• **The problem**: Every line from the one with "Could you spot the auto" through the end of the records below should be restated word for word, and nothing outside that span.

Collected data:
-- begin --

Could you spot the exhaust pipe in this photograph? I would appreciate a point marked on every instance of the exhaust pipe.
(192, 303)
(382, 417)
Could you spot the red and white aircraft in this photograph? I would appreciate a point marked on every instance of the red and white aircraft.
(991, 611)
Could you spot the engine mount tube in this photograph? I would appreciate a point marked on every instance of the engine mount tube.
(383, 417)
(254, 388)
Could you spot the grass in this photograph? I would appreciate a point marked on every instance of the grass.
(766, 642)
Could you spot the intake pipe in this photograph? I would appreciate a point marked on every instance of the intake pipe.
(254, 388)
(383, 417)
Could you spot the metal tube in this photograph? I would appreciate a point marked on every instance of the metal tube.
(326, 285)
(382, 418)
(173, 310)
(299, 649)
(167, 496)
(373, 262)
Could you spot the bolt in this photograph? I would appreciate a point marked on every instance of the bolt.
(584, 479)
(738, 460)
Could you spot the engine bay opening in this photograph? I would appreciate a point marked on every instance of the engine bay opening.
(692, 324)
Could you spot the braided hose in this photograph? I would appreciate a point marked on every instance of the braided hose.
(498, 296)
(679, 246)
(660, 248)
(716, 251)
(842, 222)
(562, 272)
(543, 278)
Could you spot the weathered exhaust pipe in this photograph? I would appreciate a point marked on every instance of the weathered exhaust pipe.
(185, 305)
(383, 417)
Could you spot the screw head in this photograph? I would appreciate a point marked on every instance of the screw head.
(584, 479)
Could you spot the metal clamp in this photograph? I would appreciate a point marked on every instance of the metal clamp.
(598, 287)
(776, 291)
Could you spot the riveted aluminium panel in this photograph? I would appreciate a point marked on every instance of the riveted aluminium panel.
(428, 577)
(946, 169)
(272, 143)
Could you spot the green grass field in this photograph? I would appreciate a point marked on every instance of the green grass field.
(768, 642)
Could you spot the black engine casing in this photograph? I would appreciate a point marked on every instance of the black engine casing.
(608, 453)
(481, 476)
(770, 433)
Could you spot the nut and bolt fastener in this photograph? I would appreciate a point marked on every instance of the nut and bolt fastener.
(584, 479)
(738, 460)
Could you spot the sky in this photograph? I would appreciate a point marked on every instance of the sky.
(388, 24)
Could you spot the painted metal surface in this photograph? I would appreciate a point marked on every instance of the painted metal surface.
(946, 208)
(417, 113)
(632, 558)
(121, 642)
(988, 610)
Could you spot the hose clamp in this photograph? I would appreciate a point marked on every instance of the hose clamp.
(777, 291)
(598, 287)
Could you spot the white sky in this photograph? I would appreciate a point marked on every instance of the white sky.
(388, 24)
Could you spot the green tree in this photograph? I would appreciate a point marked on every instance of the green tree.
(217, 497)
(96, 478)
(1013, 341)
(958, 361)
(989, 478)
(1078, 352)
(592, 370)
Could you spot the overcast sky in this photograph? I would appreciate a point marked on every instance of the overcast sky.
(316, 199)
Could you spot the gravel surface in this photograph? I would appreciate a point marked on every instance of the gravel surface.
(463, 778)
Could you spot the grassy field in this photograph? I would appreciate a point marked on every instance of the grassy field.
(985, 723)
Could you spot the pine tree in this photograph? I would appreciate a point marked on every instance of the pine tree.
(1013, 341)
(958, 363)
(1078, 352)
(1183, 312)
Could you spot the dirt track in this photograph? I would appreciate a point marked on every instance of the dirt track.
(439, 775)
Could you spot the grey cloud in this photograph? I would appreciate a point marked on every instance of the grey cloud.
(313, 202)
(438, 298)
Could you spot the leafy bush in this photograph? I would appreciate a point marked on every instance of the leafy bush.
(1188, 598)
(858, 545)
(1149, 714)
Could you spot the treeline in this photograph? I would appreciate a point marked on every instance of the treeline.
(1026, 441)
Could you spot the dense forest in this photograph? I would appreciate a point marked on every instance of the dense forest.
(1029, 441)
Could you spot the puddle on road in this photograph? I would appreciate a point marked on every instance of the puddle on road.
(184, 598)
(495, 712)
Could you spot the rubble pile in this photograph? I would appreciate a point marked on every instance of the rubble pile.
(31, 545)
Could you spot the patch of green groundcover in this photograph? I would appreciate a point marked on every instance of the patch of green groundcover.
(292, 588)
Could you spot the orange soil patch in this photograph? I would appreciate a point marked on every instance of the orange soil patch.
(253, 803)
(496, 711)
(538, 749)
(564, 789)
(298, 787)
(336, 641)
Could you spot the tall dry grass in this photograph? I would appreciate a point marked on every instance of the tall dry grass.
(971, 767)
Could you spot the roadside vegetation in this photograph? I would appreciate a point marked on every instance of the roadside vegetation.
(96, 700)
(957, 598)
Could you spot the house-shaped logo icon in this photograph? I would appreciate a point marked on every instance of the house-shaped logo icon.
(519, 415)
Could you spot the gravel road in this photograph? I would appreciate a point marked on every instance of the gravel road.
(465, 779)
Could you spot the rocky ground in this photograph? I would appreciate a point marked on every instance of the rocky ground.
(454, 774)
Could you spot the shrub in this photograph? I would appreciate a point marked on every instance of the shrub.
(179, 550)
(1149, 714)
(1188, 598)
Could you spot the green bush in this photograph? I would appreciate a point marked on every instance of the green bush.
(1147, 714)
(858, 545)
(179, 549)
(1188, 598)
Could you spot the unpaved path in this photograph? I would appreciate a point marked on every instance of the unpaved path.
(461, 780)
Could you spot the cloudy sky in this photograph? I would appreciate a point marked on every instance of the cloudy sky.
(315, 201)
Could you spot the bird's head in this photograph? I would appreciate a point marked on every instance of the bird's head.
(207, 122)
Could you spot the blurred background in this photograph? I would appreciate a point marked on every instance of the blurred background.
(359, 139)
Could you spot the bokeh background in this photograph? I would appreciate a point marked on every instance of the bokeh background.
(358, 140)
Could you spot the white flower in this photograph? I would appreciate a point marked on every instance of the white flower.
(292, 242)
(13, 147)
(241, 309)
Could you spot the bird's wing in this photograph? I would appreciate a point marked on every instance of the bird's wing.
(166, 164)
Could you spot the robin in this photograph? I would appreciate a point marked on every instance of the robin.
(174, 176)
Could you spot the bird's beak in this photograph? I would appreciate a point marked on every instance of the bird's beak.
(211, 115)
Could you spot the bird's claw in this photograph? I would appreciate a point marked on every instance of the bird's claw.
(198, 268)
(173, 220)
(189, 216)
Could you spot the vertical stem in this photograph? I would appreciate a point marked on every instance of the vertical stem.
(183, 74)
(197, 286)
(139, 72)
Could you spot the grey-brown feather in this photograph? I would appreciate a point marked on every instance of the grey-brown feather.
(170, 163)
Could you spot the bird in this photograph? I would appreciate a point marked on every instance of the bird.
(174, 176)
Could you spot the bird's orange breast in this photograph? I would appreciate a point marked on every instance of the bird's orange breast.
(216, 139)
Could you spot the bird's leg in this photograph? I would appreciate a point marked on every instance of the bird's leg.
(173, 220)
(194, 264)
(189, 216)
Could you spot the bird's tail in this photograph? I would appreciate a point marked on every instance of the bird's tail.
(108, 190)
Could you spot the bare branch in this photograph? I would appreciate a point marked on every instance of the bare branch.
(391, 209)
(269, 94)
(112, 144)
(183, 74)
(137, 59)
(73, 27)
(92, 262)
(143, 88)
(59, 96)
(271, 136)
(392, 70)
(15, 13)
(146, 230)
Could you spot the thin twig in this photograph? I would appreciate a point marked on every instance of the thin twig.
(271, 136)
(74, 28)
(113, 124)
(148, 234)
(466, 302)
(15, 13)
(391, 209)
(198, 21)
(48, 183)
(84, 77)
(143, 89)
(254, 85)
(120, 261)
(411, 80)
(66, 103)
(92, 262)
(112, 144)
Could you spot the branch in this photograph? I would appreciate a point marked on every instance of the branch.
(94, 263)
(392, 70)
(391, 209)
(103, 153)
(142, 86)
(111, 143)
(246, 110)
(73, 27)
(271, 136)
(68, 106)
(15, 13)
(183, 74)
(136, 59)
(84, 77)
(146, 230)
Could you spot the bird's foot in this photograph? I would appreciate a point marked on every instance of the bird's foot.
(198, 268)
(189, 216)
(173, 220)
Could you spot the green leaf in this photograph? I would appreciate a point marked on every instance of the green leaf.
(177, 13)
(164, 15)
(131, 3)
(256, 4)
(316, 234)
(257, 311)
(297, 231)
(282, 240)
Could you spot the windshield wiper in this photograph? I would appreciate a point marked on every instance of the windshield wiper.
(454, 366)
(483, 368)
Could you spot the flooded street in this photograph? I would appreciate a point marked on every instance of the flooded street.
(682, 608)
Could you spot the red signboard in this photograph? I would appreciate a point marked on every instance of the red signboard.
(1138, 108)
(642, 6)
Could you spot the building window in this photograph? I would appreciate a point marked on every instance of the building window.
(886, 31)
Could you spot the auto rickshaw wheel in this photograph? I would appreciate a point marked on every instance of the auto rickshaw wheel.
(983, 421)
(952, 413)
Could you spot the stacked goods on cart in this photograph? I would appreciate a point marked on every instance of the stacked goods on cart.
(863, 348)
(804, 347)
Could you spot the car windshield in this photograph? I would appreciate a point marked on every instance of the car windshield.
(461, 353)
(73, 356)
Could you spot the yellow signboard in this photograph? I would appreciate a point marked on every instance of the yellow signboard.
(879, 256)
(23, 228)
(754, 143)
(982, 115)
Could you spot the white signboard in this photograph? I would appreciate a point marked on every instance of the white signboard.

-- end --

• **Finished answer**:
Could you spot the auto rickshaw wheel in this photograph? I would appreciate a point marked on every instance of the auto rickshaw wheel.
(983, 421)
(952, 413)
Could you spot the stacked goods on cart in this photograph? I would appreciate a point marked on every instance of the stacked goods on cart.
(863, 348)
(804, 347)
Could you spot the car windshield in this photograph? I would appreciate a point marked on every instance of the car windshield.
(461, 353)
(73, 356)
Could you spot the yellow signboard in this photograph? I would appreciate a point marked on every instance of the yellow signboard.
(879, 256)
(23, 228)
(754, 143)
(982, 115)
Could you spot the white signboard in this photograph? I would appreciate a point marked on every instance of the white signboard.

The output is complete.